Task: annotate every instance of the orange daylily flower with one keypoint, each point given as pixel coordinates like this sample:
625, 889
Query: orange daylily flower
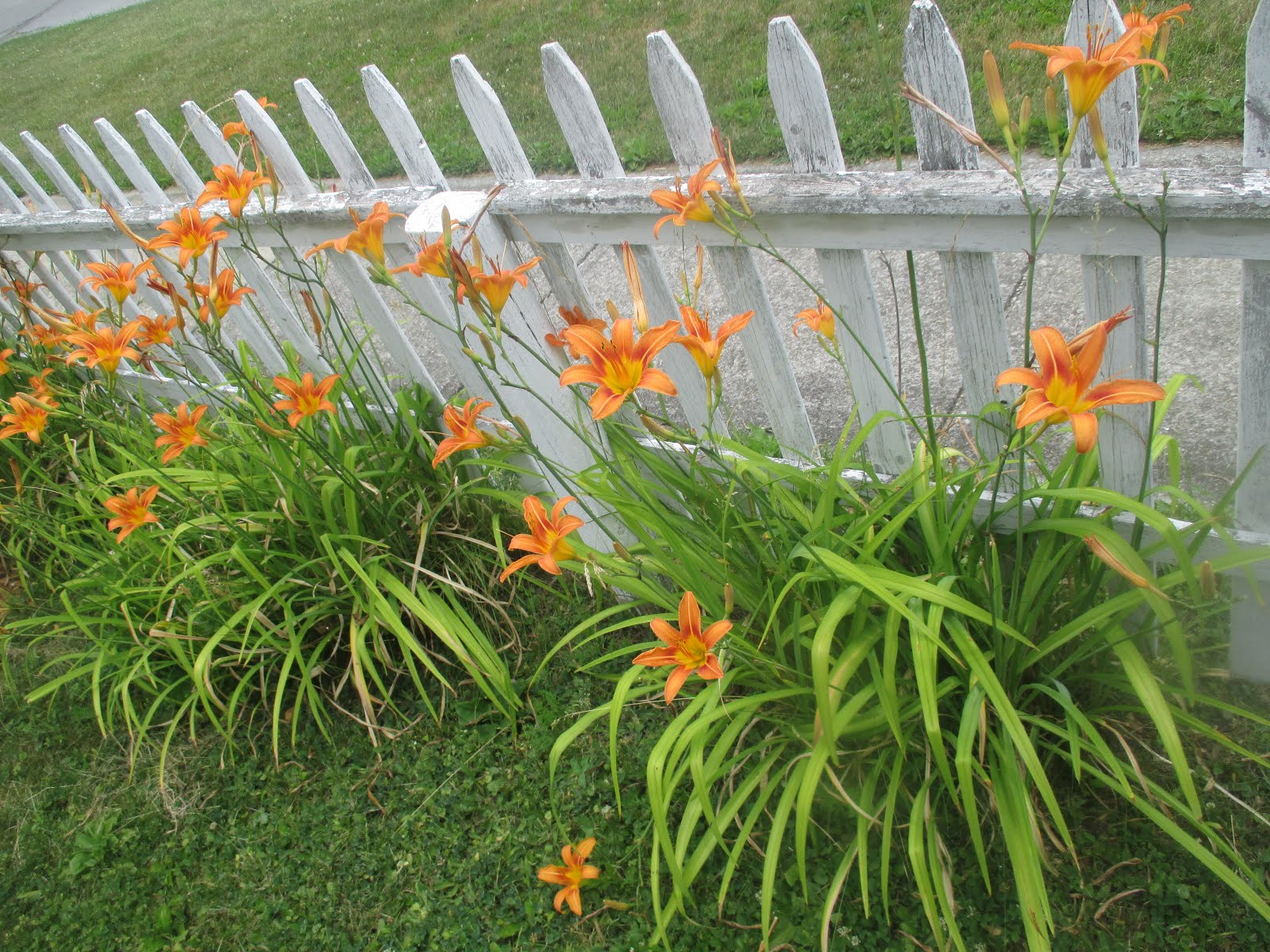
156, 330
220, 298
495, 286
1149, 25
686, 647
692, 205
366, 239
698, 343
619, 365
571, 875
545, 541
25, 418
573, 317
304, 399
463, 425
1060, 390
131, 512
190, 232
818, 319
120, 279
233, 186
179, 432
105, 347
1091, 70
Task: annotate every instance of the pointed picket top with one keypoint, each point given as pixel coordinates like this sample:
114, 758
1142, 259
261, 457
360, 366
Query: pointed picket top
290, 173
489, 122
334, 139
802, 103
121, 150
171, 156
1257, 92
403, 132
933, 67
207, 133
579, 117
1118, 107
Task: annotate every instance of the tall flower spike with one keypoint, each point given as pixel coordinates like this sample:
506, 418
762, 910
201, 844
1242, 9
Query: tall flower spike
692, 205
686, 647
571, 875
619, 366
1060, 389
545, 539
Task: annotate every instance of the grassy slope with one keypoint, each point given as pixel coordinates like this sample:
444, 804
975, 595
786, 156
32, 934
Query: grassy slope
158, 55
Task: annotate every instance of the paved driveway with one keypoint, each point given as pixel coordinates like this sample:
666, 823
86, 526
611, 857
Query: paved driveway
18, 17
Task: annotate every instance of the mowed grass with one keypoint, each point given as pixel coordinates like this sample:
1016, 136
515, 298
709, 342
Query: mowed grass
160, 54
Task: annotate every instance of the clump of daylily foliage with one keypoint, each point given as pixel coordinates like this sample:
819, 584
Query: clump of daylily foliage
869, 668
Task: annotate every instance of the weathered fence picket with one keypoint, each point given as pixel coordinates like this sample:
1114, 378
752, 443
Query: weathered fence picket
949, 206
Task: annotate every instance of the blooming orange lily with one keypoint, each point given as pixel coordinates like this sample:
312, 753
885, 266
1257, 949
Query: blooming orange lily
366, 239
571, 875
120, 279
686, 647
692, 205
25, 416
1149, 25
463, 425
304, 399
573, 317
188, 232
698, 343
179, 432
1060, 390
233, 186
619, 365
131, 512
105, 347
1090, 71
818, 319
545, 539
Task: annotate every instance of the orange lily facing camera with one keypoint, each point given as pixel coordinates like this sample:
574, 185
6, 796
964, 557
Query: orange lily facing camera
691, 206
1060, 389
304, 399
571, 875
619, 365
463, 425
686, 647
131, 512
545, 539
179, 432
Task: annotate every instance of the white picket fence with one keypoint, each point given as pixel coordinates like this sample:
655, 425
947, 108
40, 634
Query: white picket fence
949, 206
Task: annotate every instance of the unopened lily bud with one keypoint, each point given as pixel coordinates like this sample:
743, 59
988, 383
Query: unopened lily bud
996, 92
1206, 579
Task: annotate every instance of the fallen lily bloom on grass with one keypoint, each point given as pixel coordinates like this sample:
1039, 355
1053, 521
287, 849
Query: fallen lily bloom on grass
105, 347
463, 425
691, 206
118, 279
233, 186
25, 416
1060, 390
131, 512
1090, 71
619, 365
545, 541
179, 432
573, 317
686, 647
304, 399
571, 875
188, 232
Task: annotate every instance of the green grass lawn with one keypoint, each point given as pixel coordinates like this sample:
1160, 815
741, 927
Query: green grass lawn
160, 54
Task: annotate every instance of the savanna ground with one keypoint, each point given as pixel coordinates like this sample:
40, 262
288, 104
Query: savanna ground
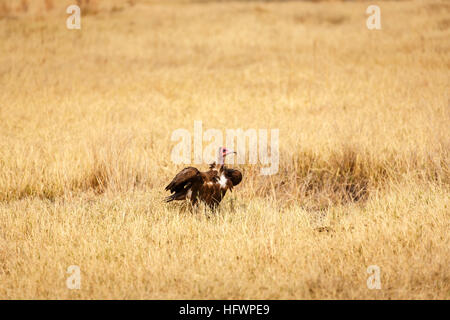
85, 142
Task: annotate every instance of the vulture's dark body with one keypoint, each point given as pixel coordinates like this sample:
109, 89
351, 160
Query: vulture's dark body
209, 187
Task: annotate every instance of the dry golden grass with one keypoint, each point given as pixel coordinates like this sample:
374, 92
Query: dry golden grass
87, 117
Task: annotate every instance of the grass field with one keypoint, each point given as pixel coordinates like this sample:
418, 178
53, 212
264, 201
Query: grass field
85, 142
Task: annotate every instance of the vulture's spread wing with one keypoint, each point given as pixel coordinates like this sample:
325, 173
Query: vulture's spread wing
184, 177
234, 175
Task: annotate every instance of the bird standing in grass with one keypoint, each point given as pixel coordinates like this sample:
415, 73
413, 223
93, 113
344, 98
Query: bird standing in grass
209, 186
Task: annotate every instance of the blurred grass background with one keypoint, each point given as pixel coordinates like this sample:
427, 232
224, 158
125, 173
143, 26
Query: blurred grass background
85, 147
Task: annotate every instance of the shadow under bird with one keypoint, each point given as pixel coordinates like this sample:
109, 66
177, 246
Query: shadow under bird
209, 186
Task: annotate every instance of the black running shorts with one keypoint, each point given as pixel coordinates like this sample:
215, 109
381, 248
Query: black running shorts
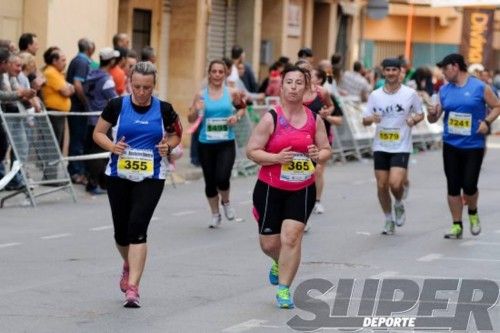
273, 205
385, 161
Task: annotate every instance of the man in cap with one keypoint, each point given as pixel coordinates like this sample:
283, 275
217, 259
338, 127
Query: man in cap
99, 89
463, 100
305, 53
395, 109
78, 70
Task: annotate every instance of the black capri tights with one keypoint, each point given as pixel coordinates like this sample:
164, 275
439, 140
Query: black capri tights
132, 206
462, 167
217, 160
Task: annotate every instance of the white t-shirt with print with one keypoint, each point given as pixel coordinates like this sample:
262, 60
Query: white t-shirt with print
393, 135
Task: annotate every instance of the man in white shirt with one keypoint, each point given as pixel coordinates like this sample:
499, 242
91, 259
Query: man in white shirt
395, 109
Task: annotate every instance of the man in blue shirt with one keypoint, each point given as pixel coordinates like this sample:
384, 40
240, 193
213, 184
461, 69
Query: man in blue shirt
463, 102
78, 70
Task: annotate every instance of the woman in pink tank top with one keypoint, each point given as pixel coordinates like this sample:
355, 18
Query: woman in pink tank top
287, 143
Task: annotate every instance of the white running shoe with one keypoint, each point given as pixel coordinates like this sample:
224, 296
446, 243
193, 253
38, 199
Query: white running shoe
216, 219
406, 190
399, 214
318, 208
228, 211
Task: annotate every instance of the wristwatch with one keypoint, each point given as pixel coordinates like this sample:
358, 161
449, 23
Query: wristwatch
=======
● **Your goal**
Images do not belong in the copy; reproduce all other parts of the records above verbatim.

● **Exercise answer**
Task: annotate every instance of the orange daylily flower with one keypoint, each point given as pixel coordinates like this sample:
625, 889
Query: orange daylily flower
156, 330
220, 298
495, 286
1149, 25
686, 647
692, 205
366, 239
698, 343
619, 365
571, 875
545, 541
25, 418
573, 317
304, 399
463, 425
1060, 390
131, 512
190, 232
818, 319
120, 279
233, 186
179, 432
105, 347
1091, 70
Task: annotate every instance of the pointed picket top with one keypoint, each point given as pixel coordinates like this sample:
114, 758
1142, 259
261, 457
360, 366
Query: pointed picket top
290, 173
489, 122
334, 139
802, 103
121, 150
171, 156
1257, 92
403, 132
933, 67
207, 133
579, 117
1118, 107
Task: annotate every instance of the tall flower spike with one keypoint, each point given as pixel coordinates like this sample:
506, 418
762, 910
201, 844
1242, 9
Query: tall flower spike
692, 205
686, 647
571, 875
619, 366
1060, 389
545, 539
Task: annotate every instance of the grassy slope with one keypoint, each point given as pixel coordinates like this sample:
444, 804
975, 595
786, 156
32, 934
Query: grassy slope
158, 55
Task: annotate every instance of the paved driveway with one keypoint, each point given as pixel coordinates like this sample:
666, 823
86, 526
611, 857
Query: paved driveway
18, 17
Task: annotate every instance of the mowed grass with one keypoint, each point given as pixel coordinates like this sample:
1016, 136
515, 298
709, 342
Query: mowed grass
160, 54
Task: annotate every instance of the clump of daylily foliage with one keypoint, each point given as pixel coordinates like this sample:
819, 584
Query: clump of daylily foliage
869, 668
Task: annotate every instance of the weathered fence picket with one keypoint, each point given as pixel coordinates like this sample:
1114, 378
752, 443
Query: weathered fence picket
949, 206
Task: annotate every instance of the blooming orange lily with one keypoint, each point given as pixel coordinates like this sample:
312, 753
885, 266
1257, 949
Query: blooming orange lily
366, 239
571, 875
120, 279
686, 647
692, 205
25, 416
1149, 25
463, 425
304, 399
573, 317
188, 232
698, 343
179, 432
1060, 390
233, 186
619, 365
131, 512
105, 347
1090, 71
818, 319
545, 539
Task: annotate every instance of the orange lily facing camera with one keypoint, each point given as pixel coordinates like this sample:
574, 185
6, 796
964, 557
Query: orange lily facing camera
691, 206
1060, 389
304, 399
571, 875
619, 365
463, 425
686, 647
131, 512
545, 539
179, 432
Task: annotate every instance of the white picket fence with one keypoint, each point given as pixel coordinates like this sample:
655, 425
947, 108
40, 634
Query: white picket fence
949, 206
Task: annotate every instance of the unopened lily bud with one keypoint, each point given as pixel coordinates like this sample:
743, 59
988, 383
Query: unopened lily bud
996, 92
1206, 579
Task: annotate every instance of the fallen lily bloom on grass with one keypoint, each point given as pixel coordinates like this sample:
1039, 355
1053, 521
287, 849
Query: fallen lily bloom on grass
105, 347
463, 425
691, 206
118, 279
233, 186
25, 416
1060, 390
131, 512
1090, 71
619, 365
545, 541
179, 432
573, 317
686, 647
304, 399
571, 875
188, 232
Task: annotate every instance of the green grass lawn with one keypoint, each point given as pixel coordinates like this sample:
1160, 815
741, 927
Query: green grass lawn
160, 54
Task: annotate every instance of the savanna ground with one keypoint, each point given as pixel coordinates like this sample:
40, 262
288, 104
Query: savanna ground
85, 142
Task: annotate every instance of the vulture's dark body with one keypoint, each point given as pixel coordinates like this sample:
109, 89
351, 160
Query: vulture's dark body
209, 187
Task: annotate every instance of the dry golden grass with one keypoint, each point given as pixel coordinates like this sample:
374, 92
Query: dry golden grass
87, 117
Task: annotate every instance of the grass field with one keypoint, each point given as pixel coordinates like this sample:
418, 178
53, 212
264, 201
Query: grass field
85, 142
Task: annotate every instance of the vulture's spread wing with one keypoint, each point given as pixel coordinates like this sample:
325, 173
Query: vulture's spread wing
184, 177
234, 175
Task: annotate every instance of the bird standing in grass with one keypoint, each point given as pixel coordinates like this sample:
415, 73
413, 223
93, 113
344, 98
Query: bird standing in grass
209, 186
Task: annotate every instance of the blurred grass background with one keypoint, each point given as pixel coordinates like this sample:
427, 232
224, 158
125, 173
143, 26
Query: blurred grass background
85, 147
Task: annotate every instance of the shadow under bird with one keypoint, each point given as pixel coordinates like this sample:
109, 66
177, 246
Query: shadow under bird
209, 186
Task: annotate every instance of the black running shorts with one keypoint, each point given as pixel coordinates like this sample:
215, 109
381, 248
Query: black running shorts
273, 205
385, 161
Task: annotate every instance of the man in cap with one keypoint, each point given as pixel coordinates like this sample:
283, 275
217, 259
338, 127
Query: man in cap
99, 89
463, 100
305, 53
395, 109
78, 70
Task: annotate every instance of the black capri tights with one keypoint, each point given as pixel coordinates like this sample:
164, 275
439, 140
Query: black capri tights
132, 206
462, 167
217, 160
Task: annotate every instance of the white t-shirt with print with one keypoint, each point given as pixel coordinates like this sample:
262, 60
Query: white t-shirt with print
393, 135
Task: annotate every instance of the man in white shirt with one keypoint, each point given as pixel coordinates like this sample:
499, 242
91, 259
Query: man in white shirt
395, 109
Task: annotate every instance of the man in blue shirt with one keypoint, each point given as pixel coordinates like this sample:
384, 40
240, 193
213, 184
461, 69
Query: man in blue shirt
463, 102
78, 70
Task: annotate every instance of the woman in pink tank top with one keypoint, each point given as pixel coordinates like this sample:
355, 18
Query: woman in pink tank top
287, 143
Task: annotate every instance of the white running shoe with one keypoint, each point given as pixel coordinates like this sample:
224, 296
446, 243
193, 253
38, 199
Query: white running shoe
216, 219
406, 190
399, 214
318, 208
228, 211
Task: annotate every instance of the wristwatch with one keypoint, each point given as pixel coordinates like this sample:
358, 161
449, 23
Query: wristwatch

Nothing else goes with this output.